:: Material provided ::
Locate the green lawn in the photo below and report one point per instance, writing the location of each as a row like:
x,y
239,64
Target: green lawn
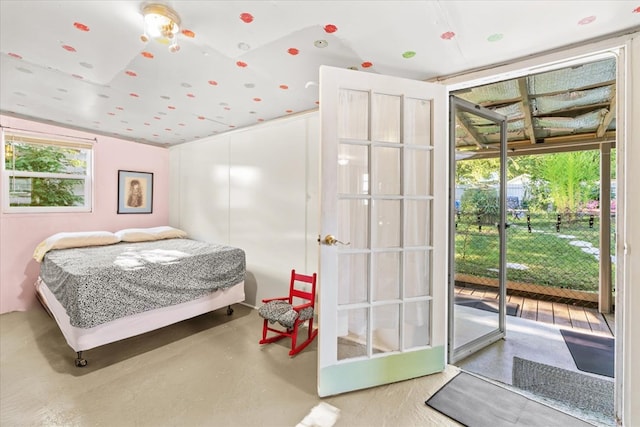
x,y
548,256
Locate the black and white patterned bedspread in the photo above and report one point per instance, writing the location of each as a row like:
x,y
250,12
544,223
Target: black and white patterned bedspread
x,y
103,283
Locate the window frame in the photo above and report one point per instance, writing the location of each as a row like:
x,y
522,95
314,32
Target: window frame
x,y
46,140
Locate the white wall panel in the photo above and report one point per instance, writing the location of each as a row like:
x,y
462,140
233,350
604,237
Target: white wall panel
x,y
200,189
256,189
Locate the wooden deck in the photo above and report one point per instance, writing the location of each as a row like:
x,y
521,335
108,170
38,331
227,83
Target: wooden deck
x,y
564,315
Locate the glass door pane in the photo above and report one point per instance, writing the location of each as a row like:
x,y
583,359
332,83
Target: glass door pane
x,y
478,246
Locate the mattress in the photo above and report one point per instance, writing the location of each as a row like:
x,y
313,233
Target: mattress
x,y
99,284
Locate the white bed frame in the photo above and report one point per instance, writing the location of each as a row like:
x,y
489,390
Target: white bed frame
x,y
80,339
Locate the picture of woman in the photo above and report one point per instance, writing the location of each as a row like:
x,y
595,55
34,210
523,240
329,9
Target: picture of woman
x,y
135,192
135,198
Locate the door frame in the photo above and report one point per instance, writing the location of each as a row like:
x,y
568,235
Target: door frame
x,y
457,353
340,376
628,53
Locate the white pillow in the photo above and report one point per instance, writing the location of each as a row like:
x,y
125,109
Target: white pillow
x,y
77,239
147,234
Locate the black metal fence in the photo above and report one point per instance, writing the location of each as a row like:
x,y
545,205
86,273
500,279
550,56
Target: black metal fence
x,y
553,254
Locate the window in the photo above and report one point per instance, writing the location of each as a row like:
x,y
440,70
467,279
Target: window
x,y
43,174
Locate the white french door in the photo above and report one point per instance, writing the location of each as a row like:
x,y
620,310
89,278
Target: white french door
x,y
383,254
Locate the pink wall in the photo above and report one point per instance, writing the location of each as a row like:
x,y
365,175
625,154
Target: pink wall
x,y
21,233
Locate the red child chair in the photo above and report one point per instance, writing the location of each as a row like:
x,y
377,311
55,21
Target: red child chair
x,y
291,312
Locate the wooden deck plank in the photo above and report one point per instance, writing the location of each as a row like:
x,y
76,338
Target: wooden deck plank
x,y
529,309
561,314
578,318
597,322
545,312
464,291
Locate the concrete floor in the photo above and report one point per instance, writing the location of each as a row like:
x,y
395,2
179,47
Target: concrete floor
x,y
527,339
211,371
207,371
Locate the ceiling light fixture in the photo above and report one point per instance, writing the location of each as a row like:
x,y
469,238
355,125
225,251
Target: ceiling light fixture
x,y
162,24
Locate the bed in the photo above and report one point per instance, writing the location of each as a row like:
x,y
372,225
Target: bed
x,y
102,287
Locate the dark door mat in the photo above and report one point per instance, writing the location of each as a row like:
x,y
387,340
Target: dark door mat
x,y
475,402
592,353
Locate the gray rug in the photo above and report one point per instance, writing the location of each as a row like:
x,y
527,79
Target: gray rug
x,y
585,392
475,402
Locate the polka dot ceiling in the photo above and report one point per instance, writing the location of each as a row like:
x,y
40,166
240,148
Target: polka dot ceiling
x,y
83,65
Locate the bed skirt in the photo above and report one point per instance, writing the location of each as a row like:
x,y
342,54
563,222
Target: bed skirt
x,y
80,339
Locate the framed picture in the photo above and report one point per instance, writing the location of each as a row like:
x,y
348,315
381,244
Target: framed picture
x,y
135,192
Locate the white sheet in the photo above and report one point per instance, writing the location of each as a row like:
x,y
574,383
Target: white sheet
x,y
84,339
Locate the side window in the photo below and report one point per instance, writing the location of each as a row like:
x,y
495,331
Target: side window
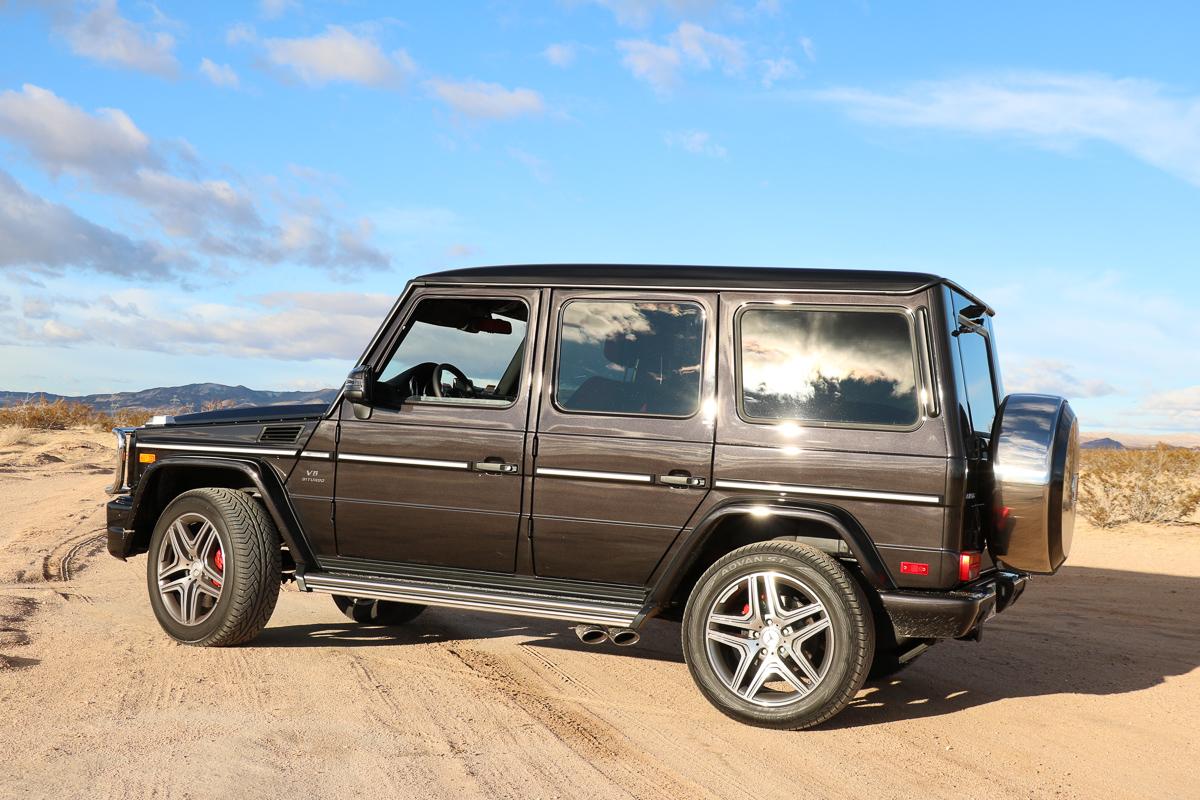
x,y
465,350
978,372
831,367
624,356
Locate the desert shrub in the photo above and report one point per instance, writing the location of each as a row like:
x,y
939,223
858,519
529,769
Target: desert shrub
x,y
1153,486
59,415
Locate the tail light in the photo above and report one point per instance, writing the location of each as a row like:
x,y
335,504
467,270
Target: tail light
x,y
969,566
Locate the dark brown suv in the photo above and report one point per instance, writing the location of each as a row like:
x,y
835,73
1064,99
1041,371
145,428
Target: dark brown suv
x,y
816,471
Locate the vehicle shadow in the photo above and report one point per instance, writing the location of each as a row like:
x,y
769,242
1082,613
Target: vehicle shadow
x,y
1084,631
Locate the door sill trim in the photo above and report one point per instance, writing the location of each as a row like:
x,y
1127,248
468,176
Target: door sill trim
x,y
475,599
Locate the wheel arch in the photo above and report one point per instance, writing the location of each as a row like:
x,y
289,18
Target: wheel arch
x,y
743,522
166,480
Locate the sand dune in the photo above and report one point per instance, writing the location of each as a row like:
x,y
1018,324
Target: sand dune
x,y
1089,687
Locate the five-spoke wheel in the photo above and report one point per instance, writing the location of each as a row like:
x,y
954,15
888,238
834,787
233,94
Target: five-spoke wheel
x,y
778,635
214,567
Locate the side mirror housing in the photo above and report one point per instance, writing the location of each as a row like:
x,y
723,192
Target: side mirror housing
x,y
358,385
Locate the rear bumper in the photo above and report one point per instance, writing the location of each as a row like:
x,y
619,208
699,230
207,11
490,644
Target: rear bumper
x,y
120,525
953,614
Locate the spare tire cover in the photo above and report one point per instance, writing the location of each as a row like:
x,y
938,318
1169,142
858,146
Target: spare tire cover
x,y
1035,459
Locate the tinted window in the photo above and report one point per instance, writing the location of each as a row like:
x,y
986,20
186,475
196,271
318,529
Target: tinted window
x,y
481,340
828,366
618,356
977,370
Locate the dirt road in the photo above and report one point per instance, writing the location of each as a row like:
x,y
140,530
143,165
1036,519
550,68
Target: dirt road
x,y
1089,687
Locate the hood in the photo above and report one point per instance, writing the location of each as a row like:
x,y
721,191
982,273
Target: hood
x,y
252,414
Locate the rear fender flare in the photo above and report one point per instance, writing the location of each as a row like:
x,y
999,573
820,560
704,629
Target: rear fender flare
x,y
835,519
259,475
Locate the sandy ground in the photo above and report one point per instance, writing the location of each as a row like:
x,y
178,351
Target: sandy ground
x,y
1089,687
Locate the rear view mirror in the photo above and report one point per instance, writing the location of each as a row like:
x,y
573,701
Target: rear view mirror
x,y
358,385
493,325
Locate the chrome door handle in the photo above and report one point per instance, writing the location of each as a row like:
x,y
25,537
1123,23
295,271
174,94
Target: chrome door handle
x,y
495,467
685,481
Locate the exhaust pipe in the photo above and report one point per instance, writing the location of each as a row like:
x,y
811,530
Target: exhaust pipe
x,y
624,636
592,633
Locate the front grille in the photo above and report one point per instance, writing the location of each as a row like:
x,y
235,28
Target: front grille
x,y
281,434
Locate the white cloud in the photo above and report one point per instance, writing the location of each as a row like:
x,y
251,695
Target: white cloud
x,y
340,56
697,143
690,44
809,49
561,55
487,100
1050,109
105,36
66,138
1051,377
46,236
775,70
219,217
221,74
1177,409
283,325
655,64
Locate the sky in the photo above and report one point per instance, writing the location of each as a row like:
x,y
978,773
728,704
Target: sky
x,y
237,192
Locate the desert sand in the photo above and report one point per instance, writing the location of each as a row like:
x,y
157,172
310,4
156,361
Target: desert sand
x,y
1087,687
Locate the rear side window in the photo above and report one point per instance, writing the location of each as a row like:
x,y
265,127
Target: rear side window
x,y
828,367
623,356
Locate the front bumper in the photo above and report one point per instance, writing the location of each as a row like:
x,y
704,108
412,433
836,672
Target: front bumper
x,y
120,525
957,613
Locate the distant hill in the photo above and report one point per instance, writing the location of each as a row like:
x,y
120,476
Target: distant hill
x,y
192,397
1102,444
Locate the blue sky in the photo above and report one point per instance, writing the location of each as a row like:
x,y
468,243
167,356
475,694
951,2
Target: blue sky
x,y
235,192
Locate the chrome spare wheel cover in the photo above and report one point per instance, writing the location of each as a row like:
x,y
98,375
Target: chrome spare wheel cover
x,y
769,638
191,569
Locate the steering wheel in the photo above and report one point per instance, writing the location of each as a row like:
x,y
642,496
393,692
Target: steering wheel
x,y
436,378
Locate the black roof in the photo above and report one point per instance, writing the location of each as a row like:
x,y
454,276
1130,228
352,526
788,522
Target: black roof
x,y
694,277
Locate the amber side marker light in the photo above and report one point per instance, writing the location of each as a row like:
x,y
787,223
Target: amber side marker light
x,y
969,566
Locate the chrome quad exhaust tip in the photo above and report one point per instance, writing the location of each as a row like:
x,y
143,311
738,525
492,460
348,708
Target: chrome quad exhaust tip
x,y
624,636
592,633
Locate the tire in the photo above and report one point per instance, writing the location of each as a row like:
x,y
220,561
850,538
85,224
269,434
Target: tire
x,y
214,567
377,612
725,653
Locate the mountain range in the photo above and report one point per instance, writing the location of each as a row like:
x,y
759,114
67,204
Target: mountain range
x,y
192,397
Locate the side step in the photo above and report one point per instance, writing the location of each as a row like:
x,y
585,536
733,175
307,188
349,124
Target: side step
x,y
486,600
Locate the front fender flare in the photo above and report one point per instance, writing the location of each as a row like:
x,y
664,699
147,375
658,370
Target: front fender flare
x,y
259,475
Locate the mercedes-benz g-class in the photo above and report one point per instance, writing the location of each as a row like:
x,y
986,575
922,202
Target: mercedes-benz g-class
x,y
817,473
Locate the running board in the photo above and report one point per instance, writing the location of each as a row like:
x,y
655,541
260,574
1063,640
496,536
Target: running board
x,y
449,596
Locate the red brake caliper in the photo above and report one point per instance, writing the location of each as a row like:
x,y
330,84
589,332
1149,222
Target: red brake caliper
x,y
219,560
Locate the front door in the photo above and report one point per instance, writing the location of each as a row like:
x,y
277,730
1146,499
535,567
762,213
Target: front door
x,y
435,475
624,431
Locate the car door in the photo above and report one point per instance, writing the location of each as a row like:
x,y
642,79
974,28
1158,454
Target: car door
x,y
624,431
433,475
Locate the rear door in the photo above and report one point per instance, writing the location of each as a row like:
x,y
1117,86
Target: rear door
x,y
624,431
435,475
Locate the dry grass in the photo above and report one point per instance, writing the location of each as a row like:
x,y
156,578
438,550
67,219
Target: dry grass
x,y
61,415
1152,486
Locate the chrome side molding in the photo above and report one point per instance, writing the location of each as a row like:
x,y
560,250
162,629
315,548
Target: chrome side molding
x,y
474,599
827,492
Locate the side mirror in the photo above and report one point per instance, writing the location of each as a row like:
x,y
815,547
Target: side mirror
x,y
358,385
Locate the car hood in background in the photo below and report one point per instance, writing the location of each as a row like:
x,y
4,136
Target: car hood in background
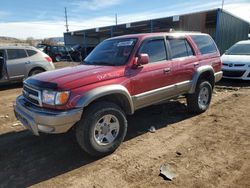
x,y
235,59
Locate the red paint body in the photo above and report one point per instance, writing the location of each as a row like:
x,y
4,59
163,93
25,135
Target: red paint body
x,y
83,78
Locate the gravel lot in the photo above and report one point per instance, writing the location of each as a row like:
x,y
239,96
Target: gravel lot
x,y
207,150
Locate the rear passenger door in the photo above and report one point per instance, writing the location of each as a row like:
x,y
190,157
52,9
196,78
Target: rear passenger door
x,y
183,59
152,76
16,63
149,81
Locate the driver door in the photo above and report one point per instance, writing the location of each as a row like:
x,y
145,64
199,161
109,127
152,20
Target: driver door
x,y
150,81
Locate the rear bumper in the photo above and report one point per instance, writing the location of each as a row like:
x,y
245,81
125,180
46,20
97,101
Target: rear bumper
x,y
38,119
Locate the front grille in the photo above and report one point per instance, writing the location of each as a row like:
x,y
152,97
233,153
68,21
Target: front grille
x,y
239,65
235,73
32,95
233,65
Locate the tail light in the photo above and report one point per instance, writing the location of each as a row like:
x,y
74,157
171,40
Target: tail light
x,y
48,59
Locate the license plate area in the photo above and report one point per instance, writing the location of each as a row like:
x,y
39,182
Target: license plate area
x,y
23,120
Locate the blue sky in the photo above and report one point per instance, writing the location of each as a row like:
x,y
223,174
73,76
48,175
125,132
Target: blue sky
x,y
45,18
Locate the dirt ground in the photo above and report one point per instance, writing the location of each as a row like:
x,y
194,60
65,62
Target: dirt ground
x,y
207,150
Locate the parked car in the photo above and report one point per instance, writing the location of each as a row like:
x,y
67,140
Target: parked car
x,y
236,61
18,63
121,75
57,53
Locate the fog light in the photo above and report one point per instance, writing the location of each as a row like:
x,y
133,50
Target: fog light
x,y
46,129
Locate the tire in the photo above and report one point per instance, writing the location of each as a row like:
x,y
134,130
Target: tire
x,y
58,58
35,71
200,100
101,129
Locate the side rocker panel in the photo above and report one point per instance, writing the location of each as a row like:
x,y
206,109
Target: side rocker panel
x,y
99,92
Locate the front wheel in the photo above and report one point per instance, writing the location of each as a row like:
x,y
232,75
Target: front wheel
x,y
200,100
102,129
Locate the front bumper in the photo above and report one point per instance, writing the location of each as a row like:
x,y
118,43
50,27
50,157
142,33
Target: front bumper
x,y
236,73
38,119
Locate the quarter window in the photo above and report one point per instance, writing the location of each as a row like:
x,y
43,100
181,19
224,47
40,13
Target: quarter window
x,y
180,48
31,52
205,44
155,49
16,53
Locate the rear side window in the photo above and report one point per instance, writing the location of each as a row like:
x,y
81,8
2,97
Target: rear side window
x,y
155,49
180,48
204,43
16,53
31,52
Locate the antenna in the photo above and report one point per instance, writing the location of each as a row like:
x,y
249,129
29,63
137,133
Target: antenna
x,y
66,19
222,4
116,19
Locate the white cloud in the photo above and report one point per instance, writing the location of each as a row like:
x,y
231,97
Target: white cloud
x,y
95,4
241,10
4,14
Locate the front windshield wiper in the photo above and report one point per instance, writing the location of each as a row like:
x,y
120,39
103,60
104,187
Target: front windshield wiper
x,y
102,63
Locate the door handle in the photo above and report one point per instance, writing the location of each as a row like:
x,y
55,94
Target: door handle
x,y
166,70
196,64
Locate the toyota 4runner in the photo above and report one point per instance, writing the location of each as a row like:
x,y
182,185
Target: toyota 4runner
x,y
120,76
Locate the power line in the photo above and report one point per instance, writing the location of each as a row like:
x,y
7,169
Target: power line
x,y
66,19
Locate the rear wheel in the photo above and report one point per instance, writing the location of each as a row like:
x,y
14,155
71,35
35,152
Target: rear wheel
x,y
102,129
200,100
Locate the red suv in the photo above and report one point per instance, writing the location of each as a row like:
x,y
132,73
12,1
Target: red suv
x,y
120,76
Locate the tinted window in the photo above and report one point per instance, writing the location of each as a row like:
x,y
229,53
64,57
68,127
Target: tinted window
x,y
204,43
180,48
16,53
2,53
31,52
155,49
61,49
54,49
239,49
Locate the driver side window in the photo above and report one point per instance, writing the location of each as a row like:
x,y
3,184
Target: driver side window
x,y
155,49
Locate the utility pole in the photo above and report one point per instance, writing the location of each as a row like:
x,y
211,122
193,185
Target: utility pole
x,y
66,19
116,19
222,5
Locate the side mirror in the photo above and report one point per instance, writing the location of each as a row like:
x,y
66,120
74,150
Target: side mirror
x,y
143,59
1,59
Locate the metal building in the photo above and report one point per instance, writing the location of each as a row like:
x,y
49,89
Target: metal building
x,y
225,28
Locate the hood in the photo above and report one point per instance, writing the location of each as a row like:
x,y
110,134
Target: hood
x,y
74,77
235,59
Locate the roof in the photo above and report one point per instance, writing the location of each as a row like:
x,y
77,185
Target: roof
x,y
18,47
143,35
244,42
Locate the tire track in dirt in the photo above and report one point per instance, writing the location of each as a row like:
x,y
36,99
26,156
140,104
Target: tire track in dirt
x,y
214,148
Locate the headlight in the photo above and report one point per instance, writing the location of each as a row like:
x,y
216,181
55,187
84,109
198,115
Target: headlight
x,y
55,98
62,97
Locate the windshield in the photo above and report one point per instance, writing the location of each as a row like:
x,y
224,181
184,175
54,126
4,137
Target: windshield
x,y
113,52
239,49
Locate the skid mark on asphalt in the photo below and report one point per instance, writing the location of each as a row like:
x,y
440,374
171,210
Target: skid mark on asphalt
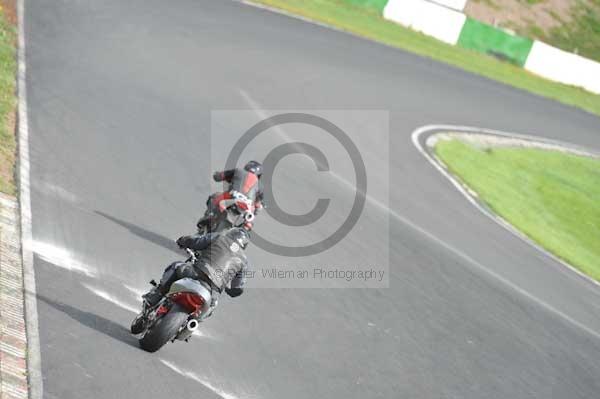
x,y
136,292
61,257
54,190
203,381
110,298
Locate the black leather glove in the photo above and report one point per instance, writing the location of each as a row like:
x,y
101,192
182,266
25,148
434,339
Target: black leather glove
x,y
180,242
233,292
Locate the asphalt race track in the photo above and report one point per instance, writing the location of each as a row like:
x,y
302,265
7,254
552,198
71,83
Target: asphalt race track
x,y
120,95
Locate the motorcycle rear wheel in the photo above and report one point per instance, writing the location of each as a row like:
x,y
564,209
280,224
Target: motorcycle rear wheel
x,y
164,329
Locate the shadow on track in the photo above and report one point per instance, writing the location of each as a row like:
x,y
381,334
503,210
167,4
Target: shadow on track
x,y
93,321
154,238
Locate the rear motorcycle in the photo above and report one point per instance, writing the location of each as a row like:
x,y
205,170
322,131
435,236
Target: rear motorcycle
x,y
176,316
226,210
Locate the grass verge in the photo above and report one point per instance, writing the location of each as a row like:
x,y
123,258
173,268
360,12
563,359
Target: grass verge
x,y
344,15
552,197
7,104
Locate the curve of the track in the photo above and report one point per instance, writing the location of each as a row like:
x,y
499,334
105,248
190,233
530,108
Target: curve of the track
x,y
119,100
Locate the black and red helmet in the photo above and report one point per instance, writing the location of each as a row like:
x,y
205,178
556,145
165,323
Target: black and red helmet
x,y
254,167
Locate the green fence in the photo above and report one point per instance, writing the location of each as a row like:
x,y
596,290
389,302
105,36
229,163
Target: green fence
x,y
487,39
374,5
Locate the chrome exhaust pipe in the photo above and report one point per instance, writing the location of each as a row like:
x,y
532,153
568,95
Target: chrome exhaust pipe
x,y
192,325
248,216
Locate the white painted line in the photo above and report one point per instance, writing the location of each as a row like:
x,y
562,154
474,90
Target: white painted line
:::
### Goal of the exercise
Update the lines starting with the one that contains "Locate the asphalt" and going on through the end of the entries, putting "motorbike" wherever "motorcycle" appears. Leave everything else as it is.

### Exercise response
Locate the asphalt race track in the photo above and report one point per instance, writing the location of each as a row like:
x,y
302,265
7,254
552,198
71,83
Target: asphalt race track
x,y
120,95
Locate the motorbike rear wheel in the photo above and report one point per instance, writing the location of each as a row like:
x,y
564,209
280,224
Target: motorbike rear wheel
x,y
164,329
Locate the shadow on track in the photo above and report one point per instance, writing the location of each as a row like:
x,y
381,334
503,210
167,4
Target: shadow on track
x,y
93,321
154,238
Locate the rear motorbike in the photo above and report one point per instance, writing the location of each as a row like:
x,y
205,170
322,131
435,236
Target: rear motorbike
x,y
176,316
226,210
Locate the grass verge in the photo above and report one point per instance, writing the location of each as a row like:
x,y
123,258
173,268
360,12
563,359
Target: grass verge
x,y
344,15
552,197
7,104
Locate the curve of the track in the photo above and report one point per instance, writing the location of each as a row like:
x,y
499,334
105,248
190,233
530,108
Target: curve of the track
x,y
119,100
Locate the black and red helmet in the photo above and report one point per instance, writing the location of each as a row like:
x,y
205,178
556,145
165,323
Target: black and red helmet
x,y
254,167
Locate the green fence in the photo above and report one point per instance, writing the location of each as a row like:
x,y
596,290
389,302
105,36
229,163
Target: green fence
x,y
487,39
374,5
Locate the chrome exhaust pipe in the photo above and report one point per instance, writing the location of each as a row like:
x,y
532,153
568,95
Target: chrome exhaust pipe
x,y
192,325
248,216
Locate the white painted line in the photo above and report one point per instance, writing the location of each as a row like:
x,y
562,154
474,90
Target: white painted line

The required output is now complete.